**Aim of the exercise**
Recast the items below as a Markdown table with the columns Row and Line. Give each line its own numbered row, skip blank lines, and include only the lines from the one containing "like (930, 179)." through the one containing "(1007, 371)".

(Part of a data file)
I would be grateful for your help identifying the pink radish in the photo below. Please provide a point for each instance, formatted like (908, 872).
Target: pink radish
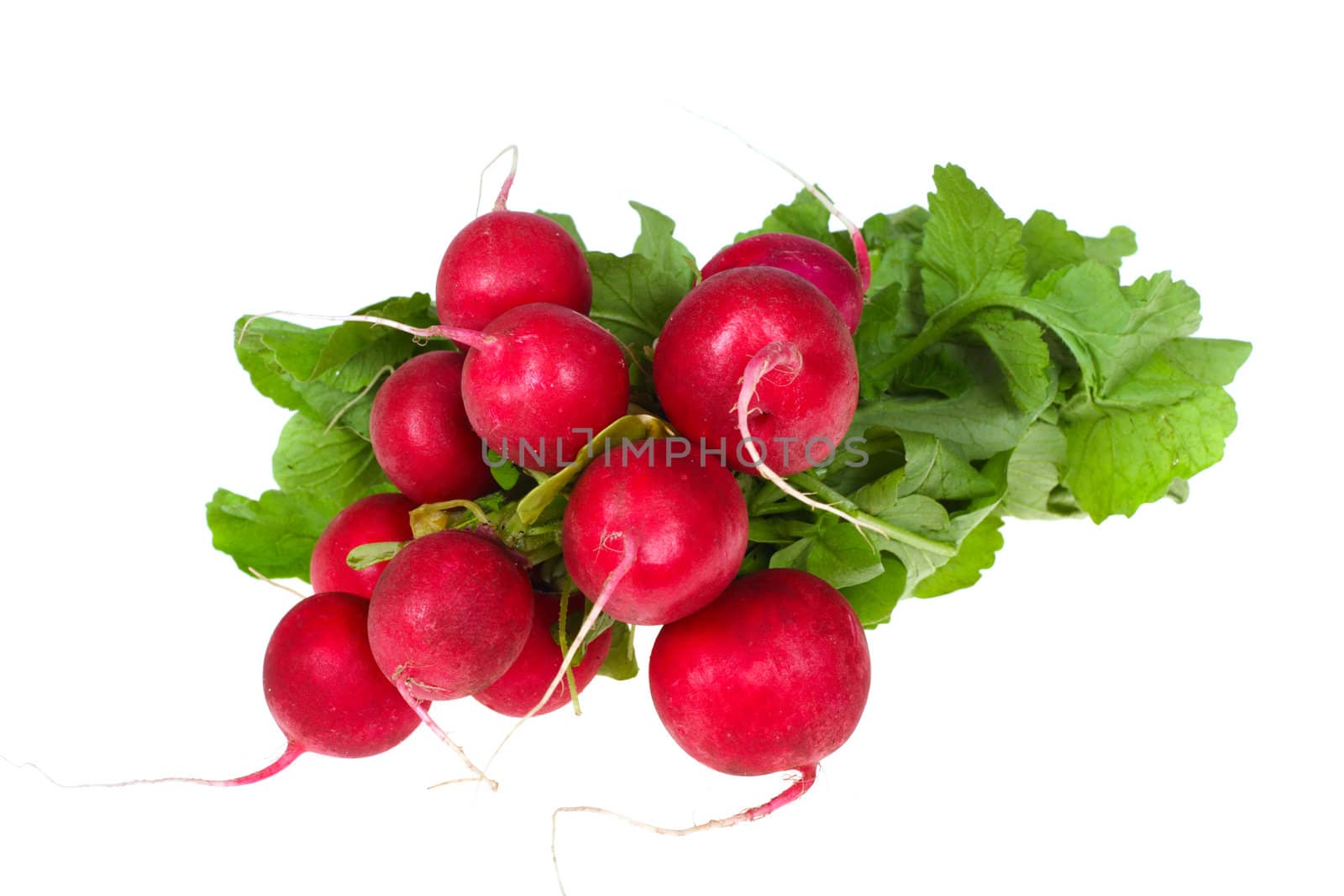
(508, 258)
(770, 678)
(449, 616)
(421, 434)
(761, 344)
(524, 683)
(376, 517)
(539, 382)
(773, 676)
(811, 259)
(687, 520)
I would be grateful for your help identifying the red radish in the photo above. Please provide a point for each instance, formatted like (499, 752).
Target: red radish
(522, 687)
(687, 520)
(772, 676)
(322, 683)
(799, 396)
(376, 517)
(539, 382)
(449, 616)
(510, 258)
(811, 259)
(421, 436)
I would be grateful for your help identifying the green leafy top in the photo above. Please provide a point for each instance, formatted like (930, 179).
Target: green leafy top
(1007, 371)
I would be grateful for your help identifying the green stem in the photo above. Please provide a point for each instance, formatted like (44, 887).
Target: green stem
(564, 647)
(810, 483)
(936, 328)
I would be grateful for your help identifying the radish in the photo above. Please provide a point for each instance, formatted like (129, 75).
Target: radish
(759, 360)
(539, 382)
(773, 676)
(323, 685)
(510, 258)
(811, 259)
(687, 521)
(421, 436)
(449, 616)
(770, 678)
(524, 683)
(376, 517)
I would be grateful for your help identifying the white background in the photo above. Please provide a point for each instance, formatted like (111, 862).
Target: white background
(1151, 705)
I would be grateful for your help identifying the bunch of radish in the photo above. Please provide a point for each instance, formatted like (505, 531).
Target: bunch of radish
(569, 445)
(423, 597)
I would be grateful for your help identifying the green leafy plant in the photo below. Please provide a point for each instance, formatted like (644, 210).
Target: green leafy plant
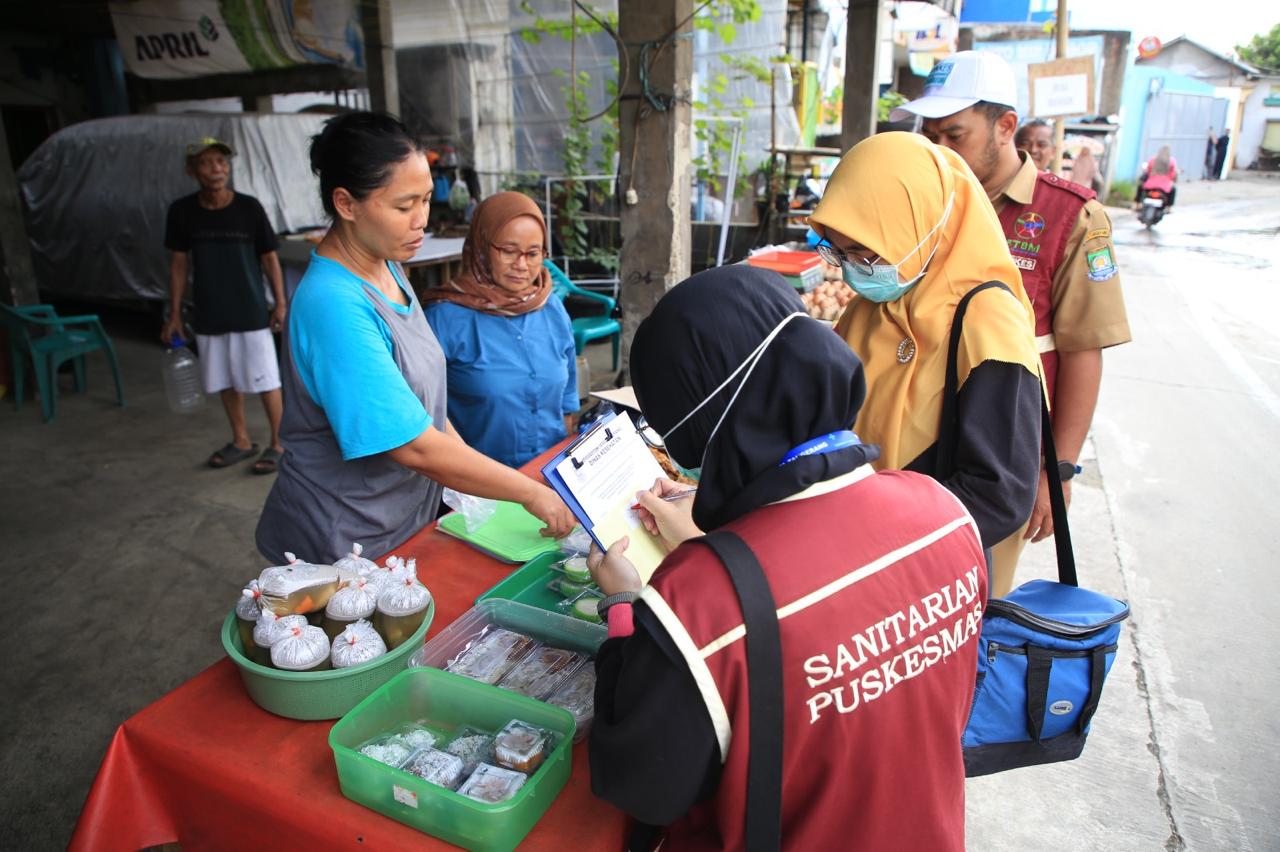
(1262, 51)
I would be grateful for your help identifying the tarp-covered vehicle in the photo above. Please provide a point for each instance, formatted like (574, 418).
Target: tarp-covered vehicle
(96, 193)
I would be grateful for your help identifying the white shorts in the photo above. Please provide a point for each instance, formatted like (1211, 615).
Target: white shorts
(243, 361)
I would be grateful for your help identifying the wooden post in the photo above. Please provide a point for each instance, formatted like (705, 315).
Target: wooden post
(17, 273)
(379, 56)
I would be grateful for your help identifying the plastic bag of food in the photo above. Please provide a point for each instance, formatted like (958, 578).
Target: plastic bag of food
(355, 563)
(521, 746)
(355, 646)
(475, 511)
(472, 746)
(577, 543)
(401, 609)
(437, 766)
(490, 654)
(391, 750)
(577, 695)
(297, 587)
(302, 649)
(355, 600)
(272, 628)
(493, 784)
(540, 672)
(247, 609)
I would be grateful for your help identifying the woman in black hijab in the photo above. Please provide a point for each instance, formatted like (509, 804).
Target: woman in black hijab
(762, 398)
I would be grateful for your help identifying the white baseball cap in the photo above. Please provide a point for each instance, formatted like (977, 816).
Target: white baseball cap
(960, 81)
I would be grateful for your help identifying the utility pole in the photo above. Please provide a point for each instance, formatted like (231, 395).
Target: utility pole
(1060, 123)
(656, 161)
(862, 72)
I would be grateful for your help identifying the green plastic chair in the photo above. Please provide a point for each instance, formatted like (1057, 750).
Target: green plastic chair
(39, 335)
(588, 328)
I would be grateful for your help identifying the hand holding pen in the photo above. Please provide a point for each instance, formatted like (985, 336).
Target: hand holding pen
(666, 513)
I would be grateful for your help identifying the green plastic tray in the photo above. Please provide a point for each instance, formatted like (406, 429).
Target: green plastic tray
(511, 535)
(318, 695)
(448, 701)
(528, 583)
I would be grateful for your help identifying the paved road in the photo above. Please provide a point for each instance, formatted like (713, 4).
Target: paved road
(1178, 514)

**Full answer**
| Row | Line |
|---|---|
| 1 | I would be grateful for your help identifying the green leafy top in the photo above. Please provide a point for each instance, formatted like (930, 179). |
| 2 | Target: green leafy top |
| 3 | (1007, 371) |